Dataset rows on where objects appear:
━━━━━━
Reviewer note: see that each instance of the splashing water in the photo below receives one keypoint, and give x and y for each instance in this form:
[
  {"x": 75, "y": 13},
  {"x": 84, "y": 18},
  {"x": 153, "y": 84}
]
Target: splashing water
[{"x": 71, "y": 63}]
━━━━━━
What you are asked to do:
Reproduce the material above exactly; please quote every line of it.

Correct response:
Reviewer note: see that each instance of the splashing water in the photo below receives one keypoint, and give x and y for each instance in this form:
[
  {"x": 75, "y": 13},
  {"x": 84, "y": 18},
  {"x": 153, "y": 84}
]
Target: splashing water
[{"x": 71, "y": 63}]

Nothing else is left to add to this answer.